## PROVIDED TEXT
— START —

What to prepare before each day:

1. Monday, July 5th, 2021 (Day #1)

• Install the necessary software (Jupyter, Anaconda) and the required modules (Scipy, Numpy, Matplotlib). Instructions can be found here.
• Download the dataset from Figshare. Use the following keywords: songbird, dataset, leblois
• Watch the videos on Linear Algebra. We will solve some of the exercises on Tuesday (day #2).

2. Tuesday, July 6th, 2021 (Day #2)

• Read the notebook on filtering
• Solve the exercises on Linear Algebra (1-7, or go even further if you can)
• Read the provided references for signal processing (up to Fourier Transform, which will be covered on Wednesday)

3. Wednesday, July 7th, 2021 (Day #3)

• Solve the exercises on Signal Processing

• Read the provided references on the Fourier Transform

4. Thursday, July 8th, 2021 (Day #4)

• Install Pandoc
• Check if you have nbconvert installed in your environment (you should, if you have jupyter notebook or lab). A further Latex installation might be necessary if you want to export your notebook to pdf.

5. Friday, July 9th, 2021 (Day #5, final)

• Work on producing your final report; emphasis on comments and documentation. The final report can be uploaded here.

The goal of the project is to sort (automatically) audio files that correspond to the recording of adult or juvenile songbirds. If you listen to the audio files, you will hear that the sound is quite different between an adult (song) and a juvenile (babbling). This means we can probably process the audio files in order to decide if it corresponds to an adult or a juvenile and the goal is thus to write a function songsort(directory) that will automatically sort all the files present in some-path and label them accordingly.

For the project, you'll need to team with someone else such as to work together at one computer (pair programming). When one is typing, the other is reading an commenting and for maximum efficiency, you'll have to switch roles frequently. This can be done online by sharing the screen of someone.

For the project, we'll use Jupyter and the provided notebook, which you will complete during the duration of the course.

In this part of the course we will introduce vectors and matrices, how to peform operations (such as addition & multiplication) on these objects, the correspondence with geometry and we will learn to solve a system of linear equations. All the above will be accompanied by an introduction to Linear Algebra using Python.

Prerequisites: None
On-line courses:

We highly recommend you start your study on linear algebra by watching the Essence of linear algebra videos by 3Blue1Brown on YouTube. Emphasis should be placed on chapters 1-11, as these chapters cover all the material you will need to complete this course. Feel free to watch the other videos though, as they are highly interesting!

— END —

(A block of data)
— START —

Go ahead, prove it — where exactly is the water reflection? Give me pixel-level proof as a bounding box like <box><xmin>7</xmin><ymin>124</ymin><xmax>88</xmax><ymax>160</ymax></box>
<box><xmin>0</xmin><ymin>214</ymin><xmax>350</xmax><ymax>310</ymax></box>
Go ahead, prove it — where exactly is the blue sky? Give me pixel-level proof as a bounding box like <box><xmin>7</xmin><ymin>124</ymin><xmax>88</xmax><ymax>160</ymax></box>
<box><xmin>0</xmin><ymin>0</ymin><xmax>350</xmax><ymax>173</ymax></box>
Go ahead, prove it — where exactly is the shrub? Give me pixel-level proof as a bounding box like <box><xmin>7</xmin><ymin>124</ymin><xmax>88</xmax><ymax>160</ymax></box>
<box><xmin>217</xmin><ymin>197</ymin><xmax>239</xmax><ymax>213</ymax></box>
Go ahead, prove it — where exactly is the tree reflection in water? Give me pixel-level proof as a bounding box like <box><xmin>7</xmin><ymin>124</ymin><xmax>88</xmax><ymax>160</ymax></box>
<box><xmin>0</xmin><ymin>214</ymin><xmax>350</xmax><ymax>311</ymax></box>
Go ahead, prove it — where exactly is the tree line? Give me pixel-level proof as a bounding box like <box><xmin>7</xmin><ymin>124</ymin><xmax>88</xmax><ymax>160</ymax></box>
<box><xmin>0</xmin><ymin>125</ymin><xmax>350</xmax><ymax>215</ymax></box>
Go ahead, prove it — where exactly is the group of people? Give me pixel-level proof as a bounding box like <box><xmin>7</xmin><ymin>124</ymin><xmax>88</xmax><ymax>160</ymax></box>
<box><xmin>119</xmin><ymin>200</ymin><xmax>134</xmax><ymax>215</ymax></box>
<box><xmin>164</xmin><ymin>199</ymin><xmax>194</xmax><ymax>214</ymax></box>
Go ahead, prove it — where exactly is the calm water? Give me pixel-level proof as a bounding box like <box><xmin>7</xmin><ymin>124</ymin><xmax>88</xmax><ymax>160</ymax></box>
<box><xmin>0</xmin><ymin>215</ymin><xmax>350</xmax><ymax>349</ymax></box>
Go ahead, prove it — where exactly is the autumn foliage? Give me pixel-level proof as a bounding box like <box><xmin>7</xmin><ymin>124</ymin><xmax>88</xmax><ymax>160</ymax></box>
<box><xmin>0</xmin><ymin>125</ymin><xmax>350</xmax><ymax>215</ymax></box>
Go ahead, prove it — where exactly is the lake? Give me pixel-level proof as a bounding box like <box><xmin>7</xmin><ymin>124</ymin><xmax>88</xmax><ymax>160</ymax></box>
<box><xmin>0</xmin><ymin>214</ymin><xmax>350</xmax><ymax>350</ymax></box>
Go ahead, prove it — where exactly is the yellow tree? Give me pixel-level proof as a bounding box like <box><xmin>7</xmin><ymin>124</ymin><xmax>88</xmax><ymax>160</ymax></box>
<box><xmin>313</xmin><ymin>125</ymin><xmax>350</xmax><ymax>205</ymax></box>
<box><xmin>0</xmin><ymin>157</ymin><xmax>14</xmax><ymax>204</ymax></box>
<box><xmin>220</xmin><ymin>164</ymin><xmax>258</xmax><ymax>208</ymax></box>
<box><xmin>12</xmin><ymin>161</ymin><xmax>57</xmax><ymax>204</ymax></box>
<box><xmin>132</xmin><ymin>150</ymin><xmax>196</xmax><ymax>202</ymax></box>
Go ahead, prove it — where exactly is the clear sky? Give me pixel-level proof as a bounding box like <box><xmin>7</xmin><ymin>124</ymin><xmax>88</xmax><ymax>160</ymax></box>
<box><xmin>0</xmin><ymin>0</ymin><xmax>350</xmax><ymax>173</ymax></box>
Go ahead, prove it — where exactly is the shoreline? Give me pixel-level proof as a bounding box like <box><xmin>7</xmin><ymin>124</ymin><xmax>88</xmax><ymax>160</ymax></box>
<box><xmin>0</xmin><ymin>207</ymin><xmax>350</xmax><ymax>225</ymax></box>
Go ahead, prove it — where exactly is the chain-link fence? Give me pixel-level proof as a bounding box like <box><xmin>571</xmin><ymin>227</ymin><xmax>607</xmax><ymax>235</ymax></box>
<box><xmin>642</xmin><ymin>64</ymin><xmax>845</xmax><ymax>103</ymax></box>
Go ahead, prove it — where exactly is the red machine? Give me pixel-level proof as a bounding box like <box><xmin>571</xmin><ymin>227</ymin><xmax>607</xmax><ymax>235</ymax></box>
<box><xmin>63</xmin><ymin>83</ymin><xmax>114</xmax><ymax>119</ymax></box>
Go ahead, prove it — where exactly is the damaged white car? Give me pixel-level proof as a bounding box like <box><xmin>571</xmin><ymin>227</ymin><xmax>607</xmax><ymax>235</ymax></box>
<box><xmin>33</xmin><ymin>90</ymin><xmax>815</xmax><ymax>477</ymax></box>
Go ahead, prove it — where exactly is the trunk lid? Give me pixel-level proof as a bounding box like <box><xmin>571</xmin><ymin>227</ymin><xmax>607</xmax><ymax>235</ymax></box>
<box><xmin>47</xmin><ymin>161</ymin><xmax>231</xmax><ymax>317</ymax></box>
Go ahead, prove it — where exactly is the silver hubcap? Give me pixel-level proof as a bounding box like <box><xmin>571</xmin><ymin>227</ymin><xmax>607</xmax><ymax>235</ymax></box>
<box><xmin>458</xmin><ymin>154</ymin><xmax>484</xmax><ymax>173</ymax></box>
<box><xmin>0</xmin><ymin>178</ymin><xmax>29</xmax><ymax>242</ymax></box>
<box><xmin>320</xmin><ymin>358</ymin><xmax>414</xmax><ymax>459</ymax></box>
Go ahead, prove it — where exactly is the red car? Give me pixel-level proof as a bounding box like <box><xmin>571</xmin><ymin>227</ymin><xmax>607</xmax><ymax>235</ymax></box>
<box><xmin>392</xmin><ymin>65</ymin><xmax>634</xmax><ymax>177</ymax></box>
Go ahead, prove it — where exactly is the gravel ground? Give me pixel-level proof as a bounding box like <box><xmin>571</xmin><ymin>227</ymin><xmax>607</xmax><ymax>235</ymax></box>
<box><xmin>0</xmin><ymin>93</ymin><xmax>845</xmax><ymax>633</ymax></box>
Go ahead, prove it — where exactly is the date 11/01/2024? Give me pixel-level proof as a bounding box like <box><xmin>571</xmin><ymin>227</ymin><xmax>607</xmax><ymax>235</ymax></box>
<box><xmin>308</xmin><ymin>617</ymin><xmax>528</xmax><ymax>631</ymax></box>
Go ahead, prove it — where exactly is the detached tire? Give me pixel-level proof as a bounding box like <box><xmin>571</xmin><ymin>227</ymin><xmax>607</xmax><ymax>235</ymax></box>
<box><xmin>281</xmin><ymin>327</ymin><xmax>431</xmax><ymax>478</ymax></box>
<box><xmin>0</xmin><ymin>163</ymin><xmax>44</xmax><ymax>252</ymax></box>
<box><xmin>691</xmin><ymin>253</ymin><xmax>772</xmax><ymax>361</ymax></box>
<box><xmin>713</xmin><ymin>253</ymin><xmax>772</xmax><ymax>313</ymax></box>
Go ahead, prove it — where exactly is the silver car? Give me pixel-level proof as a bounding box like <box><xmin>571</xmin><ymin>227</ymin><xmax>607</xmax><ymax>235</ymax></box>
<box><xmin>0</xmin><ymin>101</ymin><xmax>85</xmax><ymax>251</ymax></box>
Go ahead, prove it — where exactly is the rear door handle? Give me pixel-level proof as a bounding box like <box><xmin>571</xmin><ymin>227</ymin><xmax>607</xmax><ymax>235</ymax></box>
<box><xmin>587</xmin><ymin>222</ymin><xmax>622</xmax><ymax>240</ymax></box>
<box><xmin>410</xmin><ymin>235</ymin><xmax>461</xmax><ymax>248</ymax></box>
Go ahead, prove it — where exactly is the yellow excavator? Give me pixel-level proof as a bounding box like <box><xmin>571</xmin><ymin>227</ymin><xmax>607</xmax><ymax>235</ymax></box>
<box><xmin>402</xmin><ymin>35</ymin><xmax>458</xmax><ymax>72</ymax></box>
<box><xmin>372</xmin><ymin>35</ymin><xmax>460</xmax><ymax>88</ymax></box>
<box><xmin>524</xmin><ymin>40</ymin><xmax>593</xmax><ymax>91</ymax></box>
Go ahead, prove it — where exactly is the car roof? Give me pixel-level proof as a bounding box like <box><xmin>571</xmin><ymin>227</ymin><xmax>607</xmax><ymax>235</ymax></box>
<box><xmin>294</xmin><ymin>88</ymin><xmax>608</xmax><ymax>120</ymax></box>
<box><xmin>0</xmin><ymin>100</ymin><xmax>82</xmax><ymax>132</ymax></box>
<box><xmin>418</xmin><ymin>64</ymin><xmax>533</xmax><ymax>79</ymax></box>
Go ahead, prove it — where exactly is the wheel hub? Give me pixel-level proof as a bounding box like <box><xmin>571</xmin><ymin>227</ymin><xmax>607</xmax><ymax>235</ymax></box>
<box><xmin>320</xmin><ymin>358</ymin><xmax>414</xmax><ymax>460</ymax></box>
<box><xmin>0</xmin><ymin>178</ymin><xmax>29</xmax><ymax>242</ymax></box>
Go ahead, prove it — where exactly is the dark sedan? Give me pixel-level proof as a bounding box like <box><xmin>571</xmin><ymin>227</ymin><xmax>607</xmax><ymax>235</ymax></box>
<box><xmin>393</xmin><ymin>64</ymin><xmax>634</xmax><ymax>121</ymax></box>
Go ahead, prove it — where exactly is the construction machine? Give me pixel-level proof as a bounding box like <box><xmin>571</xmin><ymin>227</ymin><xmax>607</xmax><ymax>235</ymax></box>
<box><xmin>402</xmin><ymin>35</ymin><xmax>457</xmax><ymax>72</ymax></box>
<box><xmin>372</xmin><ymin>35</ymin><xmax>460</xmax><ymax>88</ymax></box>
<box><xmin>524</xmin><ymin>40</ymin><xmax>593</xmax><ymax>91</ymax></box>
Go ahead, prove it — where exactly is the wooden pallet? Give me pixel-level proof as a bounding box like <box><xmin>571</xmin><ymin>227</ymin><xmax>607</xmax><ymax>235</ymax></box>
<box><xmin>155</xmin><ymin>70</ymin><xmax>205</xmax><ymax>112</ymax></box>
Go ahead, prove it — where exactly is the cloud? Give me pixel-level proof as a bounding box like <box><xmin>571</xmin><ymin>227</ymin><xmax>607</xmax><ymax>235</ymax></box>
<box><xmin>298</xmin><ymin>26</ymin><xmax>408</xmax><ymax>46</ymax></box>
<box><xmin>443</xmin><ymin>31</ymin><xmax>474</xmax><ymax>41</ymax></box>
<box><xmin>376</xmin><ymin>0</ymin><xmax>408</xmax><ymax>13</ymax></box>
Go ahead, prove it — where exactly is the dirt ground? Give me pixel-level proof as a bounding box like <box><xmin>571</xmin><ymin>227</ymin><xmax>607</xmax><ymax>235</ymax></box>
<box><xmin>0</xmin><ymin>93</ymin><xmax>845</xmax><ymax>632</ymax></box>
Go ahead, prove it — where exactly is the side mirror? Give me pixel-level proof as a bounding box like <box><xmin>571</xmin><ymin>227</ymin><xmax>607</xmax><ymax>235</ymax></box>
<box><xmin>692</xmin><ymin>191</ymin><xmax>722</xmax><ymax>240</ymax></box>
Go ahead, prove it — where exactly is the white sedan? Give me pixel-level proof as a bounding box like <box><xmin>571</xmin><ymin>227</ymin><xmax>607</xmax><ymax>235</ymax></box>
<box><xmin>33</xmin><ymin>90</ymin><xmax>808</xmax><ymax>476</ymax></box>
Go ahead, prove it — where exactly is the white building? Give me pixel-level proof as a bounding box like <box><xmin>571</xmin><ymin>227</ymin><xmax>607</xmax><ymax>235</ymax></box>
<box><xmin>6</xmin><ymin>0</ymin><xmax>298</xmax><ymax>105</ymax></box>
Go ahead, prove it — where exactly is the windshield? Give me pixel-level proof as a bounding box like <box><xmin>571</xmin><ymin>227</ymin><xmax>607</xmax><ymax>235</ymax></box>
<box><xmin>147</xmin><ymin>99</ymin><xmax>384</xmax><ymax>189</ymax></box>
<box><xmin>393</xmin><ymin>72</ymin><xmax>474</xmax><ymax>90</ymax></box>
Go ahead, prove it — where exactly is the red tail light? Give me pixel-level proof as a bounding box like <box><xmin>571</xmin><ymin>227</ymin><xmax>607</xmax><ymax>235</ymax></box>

— END —

Reproduce the part of the course schedule that opens with the words containing "1. Monday, July" and closes with "if you can)".

## SOLUTION FOR THIS EXERCISE
1. Monday, July 5th, 2021 (Day #1)

• Install the necessary software (Jupyter, Anaconda) and the required modules (Scipy, Numpy, Matplotlib). Instructions can be found here.
• Download the dataset from Figshare. Use the following keywords: songbird, dataset, leblois
• Watch the videos on Linear Algebra. We will solve some of the exercises on Tuesday (day #2).

2. Tuesday, July 6th, 2021 (Day #2)

• Read the notebook on filtering
• Solve the exercises on Linear Algebra (1-7, or go even further if you can)